EXERCISE DETAILS: Rewrite the entries below as a numbered list of their lines, leaving out blank lines and the pictures.

AVAILABLE DATA:
>> begin

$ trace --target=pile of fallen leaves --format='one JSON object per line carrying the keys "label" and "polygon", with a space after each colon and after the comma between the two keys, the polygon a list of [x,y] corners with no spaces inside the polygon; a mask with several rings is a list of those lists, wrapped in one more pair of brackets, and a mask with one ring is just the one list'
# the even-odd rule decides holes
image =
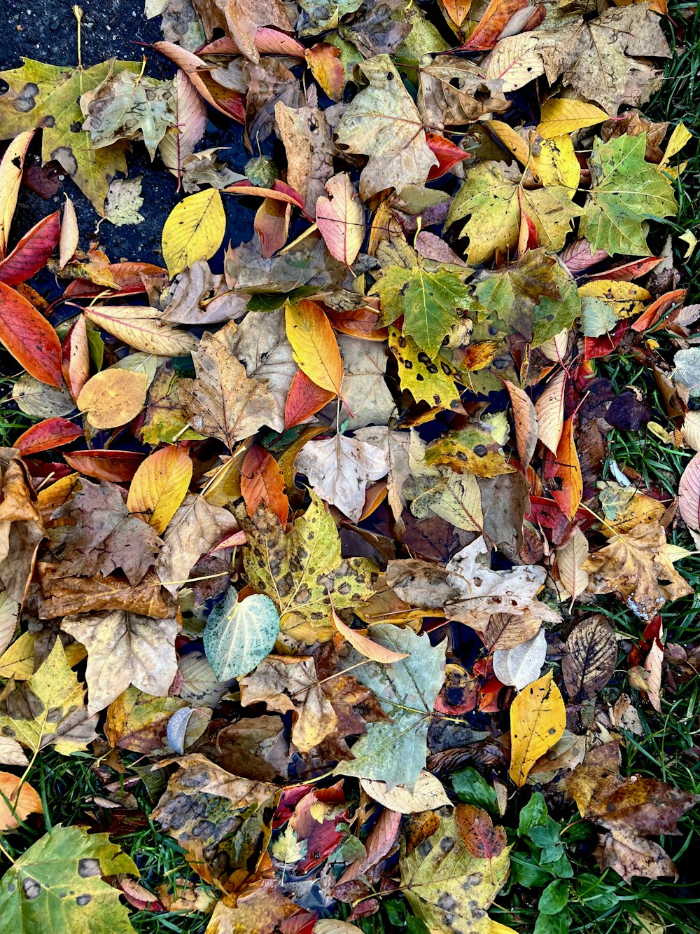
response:
{"label": "pile of fallen leaves", "polygon": [[[171,81],[2,73],[0,340],[29,424],[0,452],[3,929],[173,910],[329,934],[388,905],[397,930],[497,934],[522,929],[487,914],[509,885],[566,931],[581,880],[552,814],[582,819],[586,879],[675,877],[651,838],[700,799],[621,754],[627,683],[653,715],[665,652],[698,661],[660,611],[692,593],[669,532],[700,533],[700,454],[678,498],[604,478],[613,429],[700,449],[700,306],[661,225],[690,134],[638,109],[665,7],[147,13]],[[244,124],[245,177],[198,149],[212,114]],[[164,267],[110,262],[68,198],[10,235],[39,135],[115,224],[147,223],[115,177],[145,144],[183,191]],[[256,234],[222,253],[231,198]],[[613,353],[663,411],[599,375]],[[41,836],[49,746],[102,792]],[[191,867],[157,891],[95,832],[144,794]]]}

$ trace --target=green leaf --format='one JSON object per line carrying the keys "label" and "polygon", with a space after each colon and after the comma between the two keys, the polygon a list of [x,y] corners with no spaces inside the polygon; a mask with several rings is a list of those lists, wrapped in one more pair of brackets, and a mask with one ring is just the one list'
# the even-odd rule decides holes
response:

>> end

THE COMPLETED TASK:
1. $ trace --target=pile of fallen leaves --format='one JSON object per line carrying the keys "label" and "polygon", with a space after each colon and after the comma between the two keys, the polygon a list of [x,y] corners with no spaces inside the polygon; a mask with several rings is a list of those lists, wrapped in one more pair of brackets, and a mask with one ring is just the one list'
2. # the even-odd rule decides holes
3. image =
4. response:
5. {"label": "pile of fallen leaves", "polygon": [[[171,81],[2,73],[0,340],[29,424],[0,452],[3,929],[173,910],[329,934],[388,905],[397,930],[497,934],[522,929],[487,914],[509,885],[566,931],[581,880],[552,814],[582,819],[586,879],[675,877],[651,838],[700,799],[621,754],[627,683],[653,715],[665,652],[698,661],[660,611],[692,593],[669,532],[700,533],[700,454],[678,498],[604,478],[613,429],[700,449],[700,306],[661,225],[690,134],[638,109],[665,7],[147,13]],[[244,124],[245,177],[198,149],[212,114]],[[164,267],[110,262],[68,198],[10,235],[39,135],[115,224],[147,223],[115,177],[145,144],[183,191]],[[256,234],[222,253],[231,198]],[[613,353],[663,411],[599,375]],[[41,836],[49,746],[102,792]],[[191,867],[157,891],[95,832],[144,794]]]}
6. $ trace --target=green leaf --format='one JSON object per line carrying the keys "label" and "polygon", with a space after each colon and after the comma between the two keys, the polygon a list of [x,y] corners with no spaces inside the polygon; a mask with several rings is a list of those lists, wrapped in one more pair of brackets, and a mask with one ring is just the one list'
7. # the even-odd rule decides holes
8. response:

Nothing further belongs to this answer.